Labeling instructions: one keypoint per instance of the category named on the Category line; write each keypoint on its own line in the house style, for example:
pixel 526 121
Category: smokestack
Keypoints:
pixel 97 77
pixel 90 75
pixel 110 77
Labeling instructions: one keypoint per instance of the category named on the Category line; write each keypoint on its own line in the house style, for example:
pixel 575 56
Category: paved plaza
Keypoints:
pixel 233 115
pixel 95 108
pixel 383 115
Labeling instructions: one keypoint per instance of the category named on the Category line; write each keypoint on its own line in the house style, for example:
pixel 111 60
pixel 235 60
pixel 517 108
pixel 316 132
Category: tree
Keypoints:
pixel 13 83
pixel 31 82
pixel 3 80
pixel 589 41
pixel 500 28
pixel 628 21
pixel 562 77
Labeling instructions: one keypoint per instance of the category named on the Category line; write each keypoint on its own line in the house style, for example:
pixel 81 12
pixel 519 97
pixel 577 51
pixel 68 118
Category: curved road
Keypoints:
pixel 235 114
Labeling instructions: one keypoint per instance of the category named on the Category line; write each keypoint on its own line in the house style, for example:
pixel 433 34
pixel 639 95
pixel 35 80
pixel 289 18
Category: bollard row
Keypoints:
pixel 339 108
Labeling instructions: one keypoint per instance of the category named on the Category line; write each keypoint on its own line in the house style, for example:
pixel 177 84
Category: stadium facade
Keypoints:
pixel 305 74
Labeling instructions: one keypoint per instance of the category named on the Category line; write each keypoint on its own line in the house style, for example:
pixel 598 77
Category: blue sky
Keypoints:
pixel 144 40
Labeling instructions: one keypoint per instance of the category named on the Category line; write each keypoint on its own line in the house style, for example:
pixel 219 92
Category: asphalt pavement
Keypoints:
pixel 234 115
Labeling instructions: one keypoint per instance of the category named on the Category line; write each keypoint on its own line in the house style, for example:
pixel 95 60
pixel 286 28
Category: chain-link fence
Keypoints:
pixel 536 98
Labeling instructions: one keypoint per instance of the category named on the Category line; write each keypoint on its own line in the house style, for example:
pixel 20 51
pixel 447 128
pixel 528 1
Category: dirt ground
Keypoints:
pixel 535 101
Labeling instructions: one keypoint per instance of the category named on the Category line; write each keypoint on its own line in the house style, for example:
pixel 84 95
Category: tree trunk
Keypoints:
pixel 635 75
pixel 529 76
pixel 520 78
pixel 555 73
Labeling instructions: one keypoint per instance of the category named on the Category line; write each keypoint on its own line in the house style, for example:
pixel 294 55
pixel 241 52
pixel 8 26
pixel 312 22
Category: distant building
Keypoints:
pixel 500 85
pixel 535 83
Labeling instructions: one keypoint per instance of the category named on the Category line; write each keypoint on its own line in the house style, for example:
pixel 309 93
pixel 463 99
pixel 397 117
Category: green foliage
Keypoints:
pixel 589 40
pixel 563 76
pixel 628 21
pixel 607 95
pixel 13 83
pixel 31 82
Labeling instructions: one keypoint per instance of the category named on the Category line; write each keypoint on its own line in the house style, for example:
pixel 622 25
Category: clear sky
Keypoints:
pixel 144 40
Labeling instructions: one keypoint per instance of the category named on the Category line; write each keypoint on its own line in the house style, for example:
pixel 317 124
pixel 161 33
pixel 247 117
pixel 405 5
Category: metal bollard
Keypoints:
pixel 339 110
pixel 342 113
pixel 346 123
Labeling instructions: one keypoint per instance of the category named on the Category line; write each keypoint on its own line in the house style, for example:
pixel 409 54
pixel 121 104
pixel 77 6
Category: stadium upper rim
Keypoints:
==
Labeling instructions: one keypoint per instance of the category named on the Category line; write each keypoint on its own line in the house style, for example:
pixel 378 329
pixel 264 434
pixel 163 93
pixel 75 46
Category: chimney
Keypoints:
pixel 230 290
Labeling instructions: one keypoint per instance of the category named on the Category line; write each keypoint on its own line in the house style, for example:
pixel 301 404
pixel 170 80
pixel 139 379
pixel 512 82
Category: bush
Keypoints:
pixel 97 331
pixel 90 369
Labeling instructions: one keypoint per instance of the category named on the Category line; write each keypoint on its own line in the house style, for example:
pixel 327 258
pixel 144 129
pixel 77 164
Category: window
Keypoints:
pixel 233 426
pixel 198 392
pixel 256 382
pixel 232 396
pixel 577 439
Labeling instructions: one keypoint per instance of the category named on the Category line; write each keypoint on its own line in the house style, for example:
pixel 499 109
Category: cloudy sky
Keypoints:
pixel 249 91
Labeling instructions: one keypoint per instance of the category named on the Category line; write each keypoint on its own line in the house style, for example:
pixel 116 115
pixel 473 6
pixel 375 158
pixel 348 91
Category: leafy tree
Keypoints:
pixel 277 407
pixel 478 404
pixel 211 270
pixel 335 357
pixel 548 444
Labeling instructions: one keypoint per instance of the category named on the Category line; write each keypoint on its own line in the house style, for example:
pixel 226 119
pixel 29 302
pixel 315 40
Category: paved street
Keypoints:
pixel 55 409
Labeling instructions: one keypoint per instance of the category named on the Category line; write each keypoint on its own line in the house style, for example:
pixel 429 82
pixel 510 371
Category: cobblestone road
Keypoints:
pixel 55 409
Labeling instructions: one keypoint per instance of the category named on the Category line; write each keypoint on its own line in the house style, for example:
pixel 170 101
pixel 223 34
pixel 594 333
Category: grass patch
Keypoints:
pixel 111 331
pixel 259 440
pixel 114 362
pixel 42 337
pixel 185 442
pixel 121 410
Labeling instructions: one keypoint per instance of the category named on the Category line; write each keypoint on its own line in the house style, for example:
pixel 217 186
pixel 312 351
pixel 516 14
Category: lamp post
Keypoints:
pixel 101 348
* * *
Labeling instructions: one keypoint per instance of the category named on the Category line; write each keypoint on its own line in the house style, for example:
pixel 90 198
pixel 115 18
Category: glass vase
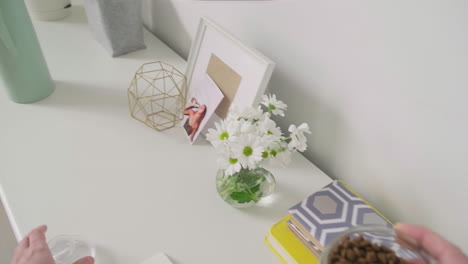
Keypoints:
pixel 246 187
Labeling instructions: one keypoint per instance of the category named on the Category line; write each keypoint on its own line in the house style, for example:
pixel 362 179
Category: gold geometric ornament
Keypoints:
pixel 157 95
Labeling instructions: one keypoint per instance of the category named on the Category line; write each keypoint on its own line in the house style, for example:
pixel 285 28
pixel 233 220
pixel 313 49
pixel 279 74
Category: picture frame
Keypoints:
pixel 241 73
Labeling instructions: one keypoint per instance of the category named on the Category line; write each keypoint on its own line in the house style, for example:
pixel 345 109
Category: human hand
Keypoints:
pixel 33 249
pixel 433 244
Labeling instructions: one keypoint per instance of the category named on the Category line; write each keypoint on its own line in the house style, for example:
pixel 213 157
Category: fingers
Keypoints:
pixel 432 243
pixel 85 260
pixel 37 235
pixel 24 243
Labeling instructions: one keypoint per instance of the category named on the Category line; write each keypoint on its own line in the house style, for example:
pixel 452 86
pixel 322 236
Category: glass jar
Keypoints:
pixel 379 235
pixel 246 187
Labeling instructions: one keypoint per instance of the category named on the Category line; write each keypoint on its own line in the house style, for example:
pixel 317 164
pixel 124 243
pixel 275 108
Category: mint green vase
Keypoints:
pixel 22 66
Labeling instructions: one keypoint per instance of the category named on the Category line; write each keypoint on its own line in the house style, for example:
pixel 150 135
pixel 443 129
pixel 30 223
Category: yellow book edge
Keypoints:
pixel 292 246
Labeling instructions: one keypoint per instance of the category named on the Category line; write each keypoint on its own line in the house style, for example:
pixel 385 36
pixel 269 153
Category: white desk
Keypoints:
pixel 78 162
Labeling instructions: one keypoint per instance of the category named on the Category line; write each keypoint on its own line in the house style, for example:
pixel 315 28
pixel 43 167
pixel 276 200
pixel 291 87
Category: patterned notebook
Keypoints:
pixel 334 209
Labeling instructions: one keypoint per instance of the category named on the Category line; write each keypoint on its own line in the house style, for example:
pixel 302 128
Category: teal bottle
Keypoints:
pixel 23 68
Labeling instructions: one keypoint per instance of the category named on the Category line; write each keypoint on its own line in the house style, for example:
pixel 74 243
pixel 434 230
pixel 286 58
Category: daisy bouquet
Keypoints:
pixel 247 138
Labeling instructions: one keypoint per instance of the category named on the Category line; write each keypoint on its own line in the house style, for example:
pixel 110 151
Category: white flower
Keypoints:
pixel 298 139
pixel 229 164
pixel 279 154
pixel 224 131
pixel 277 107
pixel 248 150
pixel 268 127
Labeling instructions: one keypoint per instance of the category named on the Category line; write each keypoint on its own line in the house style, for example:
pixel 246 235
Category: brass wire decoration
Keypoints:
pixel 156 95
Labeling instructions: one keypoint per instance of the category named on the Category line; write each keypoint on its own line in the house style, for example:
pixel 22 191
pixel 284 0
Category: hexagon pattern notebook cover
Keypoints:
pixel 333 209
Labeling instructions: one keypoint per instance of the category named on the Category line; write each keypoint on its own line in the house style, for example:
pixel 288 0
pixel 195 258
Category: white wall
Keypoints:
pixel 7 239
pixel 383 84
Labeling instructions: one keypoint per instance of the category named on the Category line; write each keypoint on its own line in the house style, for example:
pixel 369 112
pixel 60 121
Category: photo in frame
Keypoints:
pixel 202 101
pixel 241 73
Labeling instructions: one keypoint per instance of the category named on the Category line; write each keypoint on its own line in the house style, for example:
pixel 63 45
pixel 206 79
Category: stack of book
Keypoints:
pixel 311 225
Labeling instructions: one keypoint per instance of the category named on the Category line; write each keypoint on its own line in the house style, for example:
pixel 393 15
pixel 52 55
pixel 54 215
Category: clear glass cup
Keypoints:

Work order. Look for the string "green" in the entries above. Copy every line that has it.

Exercise answer.
Category: green foliage
Category: mint green vase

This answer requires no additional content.